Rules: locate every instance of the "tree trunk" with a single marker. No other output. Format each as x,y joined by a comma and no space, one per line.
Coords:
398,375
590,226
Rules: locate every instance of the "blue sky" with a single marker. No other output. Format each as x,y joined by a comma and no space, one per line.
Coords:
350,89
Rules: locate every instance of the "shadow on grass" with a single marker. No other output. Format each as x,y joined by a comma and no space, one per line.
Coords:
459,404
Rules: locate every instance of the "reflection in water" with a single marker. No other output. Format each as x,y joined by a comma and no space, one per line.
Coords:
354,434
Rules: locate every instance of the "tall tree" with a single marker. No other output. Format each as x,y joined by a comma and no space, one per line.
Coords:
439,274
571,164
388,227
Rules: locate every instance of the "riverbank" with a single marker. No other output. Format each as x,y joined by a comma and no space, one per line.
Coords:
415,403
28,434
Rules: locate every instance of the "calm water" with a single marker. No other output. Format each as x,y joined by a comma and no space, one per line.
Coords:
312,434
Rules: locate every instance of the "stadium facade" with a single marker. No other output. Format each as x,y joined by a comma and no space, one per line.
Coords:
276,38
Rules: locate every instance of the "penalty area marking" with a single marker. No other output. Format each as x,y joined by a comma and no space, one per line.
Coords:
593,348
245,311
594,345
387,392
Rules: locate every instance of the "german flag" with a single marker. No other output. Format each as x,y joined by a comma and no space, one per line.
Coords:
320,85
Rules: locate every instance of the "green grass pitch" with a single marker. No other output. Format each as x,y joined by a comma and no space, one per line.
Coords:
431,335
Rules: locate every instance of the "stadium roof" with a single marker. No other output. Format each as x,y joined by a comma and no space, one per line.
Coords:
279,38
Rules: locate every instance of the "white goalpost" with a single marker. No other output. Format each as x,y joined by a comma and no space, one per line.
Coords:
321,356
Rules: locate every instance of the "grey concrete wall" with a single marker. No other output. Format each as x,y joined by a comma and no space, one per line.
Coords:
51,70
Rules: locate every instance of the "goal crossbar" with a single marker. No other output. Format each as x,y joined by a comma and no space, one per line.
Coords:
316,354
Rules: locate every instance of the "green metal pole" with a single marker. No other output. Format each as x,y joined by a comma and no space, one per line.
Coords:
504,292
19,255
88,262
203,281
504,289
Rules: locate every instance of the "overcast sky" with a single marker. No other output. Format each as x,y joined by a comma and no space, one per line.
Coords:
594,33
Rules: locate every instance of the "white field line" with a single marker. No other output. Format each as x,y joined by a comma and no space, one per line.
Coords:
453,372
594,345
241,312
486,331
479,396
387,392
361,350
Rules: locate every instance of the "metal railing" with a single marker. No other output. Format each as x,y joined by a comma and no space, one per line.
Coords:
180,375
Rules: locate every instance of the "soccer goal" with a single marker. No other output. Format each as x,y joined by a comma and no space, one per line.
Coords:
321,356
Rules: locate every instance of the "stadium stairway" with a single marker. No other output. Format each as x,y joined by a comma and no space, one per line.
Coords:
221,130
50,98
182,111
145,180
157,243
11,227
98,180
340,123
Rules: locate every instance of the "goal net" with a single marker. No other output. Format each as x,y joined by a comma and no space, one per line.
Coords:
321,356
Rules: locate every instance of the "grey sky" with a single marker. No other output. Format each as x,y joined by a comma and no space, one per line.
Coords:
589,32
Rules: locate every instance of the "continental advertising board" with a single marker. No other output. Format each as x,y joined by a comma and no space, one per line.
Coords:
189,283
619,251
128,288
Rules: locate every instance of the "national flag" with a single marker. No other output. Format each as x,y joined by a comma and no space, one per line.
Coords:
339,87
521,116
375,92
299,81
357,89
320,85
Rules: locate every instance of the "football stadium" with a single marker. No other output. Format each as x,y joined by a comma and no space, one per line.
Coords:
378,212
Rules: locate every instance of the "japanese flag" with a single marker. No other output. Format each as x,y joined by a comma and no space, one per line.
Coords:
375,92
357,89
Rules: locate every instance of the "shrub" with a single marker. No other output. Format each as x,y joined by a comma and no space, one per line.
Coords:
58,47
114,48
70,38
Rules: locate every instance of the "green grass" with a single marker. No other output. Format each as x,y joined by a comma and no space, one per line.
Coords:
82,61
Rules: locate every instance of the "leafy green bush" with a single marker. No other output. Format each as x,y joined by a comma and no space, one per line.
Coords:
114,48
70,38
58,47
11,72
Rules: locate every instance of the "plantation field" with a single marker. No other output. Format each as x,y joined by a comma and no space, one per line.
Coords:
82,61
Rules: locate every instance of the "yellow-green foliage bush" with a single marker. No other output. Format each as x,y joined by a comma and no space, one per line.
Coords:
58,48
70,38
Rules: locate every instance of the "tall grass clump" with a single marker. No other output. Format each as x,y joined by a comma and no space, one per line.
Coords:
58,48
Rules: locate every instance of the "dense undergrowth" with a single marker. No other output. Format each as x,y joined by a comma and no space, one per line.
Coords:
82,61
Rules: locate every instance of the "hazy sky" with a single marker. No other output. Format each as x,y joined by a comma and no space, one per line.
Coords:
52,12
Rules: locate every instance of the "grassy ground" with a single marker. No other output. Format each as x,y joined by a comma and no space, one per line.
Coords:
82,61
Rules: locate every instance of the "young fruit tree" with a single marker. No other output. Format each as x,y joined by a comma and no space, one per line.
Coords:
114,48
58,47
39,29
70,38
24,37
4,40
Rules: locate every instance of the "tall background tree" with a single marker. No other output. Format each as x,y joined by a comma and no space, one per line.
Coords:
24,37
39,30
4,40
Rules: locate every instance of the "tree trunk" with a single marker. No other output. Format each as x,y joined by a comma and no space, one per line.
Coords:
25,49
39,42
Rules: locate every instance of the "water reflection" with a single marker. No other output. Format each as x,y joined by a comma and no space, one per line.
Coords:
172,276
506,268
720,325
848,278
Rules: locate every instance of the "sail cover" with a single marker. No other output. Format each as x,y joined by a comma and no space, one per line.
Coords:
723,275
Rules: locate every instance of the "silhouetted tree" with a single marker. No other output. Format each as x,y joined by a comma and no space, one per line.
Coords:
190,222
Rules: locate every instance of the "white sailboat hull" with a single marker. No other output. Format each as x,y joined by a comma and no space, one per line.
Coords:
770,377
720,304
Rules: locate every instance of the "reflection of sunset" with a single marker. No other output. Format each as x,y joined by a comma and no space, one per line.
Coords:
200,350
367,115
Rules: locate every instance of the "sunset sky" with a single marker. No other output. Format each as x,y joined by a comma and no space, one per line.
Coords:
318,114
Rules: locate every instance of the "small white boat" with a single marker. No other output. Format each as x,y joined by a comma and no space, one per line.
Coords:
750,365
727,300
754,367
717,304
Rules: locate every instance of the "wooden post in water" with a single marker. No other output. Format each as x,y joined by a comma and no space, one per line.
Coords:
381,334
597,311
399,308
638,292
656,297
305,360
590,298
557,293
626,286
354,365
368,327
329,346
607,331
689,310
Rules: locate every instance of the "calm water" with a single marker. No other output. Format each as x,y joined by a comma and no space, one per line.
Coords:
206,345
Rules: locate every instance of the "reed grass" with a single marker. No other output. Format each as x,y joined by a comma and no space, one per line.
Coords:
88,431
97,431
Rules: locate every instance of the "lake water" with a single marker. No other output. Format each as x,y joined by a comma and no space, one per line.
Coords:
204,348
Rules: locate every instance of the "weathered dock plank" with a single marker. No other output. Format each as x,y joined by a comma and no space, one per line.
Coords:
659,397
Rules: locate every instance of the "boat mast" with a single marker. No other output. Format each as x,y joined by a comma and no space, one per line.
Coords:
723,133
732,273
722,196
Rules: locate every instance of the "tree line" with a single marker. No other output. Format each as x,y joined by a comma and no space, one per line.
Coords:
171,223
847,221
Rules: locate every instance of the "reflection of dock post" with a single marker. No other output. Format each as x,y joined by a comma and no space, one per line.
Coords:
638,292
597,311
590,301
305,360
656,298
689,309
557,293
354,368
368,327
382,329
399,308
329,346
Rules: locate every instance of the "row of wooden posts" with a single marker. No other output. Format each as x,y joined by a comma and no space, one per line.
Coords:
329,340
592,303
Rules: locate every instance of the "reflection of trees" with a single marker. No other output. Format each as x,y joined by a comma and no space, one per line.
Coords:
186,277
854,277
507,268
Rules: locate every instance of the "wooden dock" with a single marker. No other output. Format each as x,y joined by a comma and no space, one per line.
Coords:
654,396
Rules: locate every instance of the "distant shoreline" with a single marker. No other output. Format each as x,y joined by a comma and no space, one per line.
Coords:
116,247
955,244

________________

Task brief
Count the lines of the material above that contain "bush"; your reply is that number and no more.

Answer space
2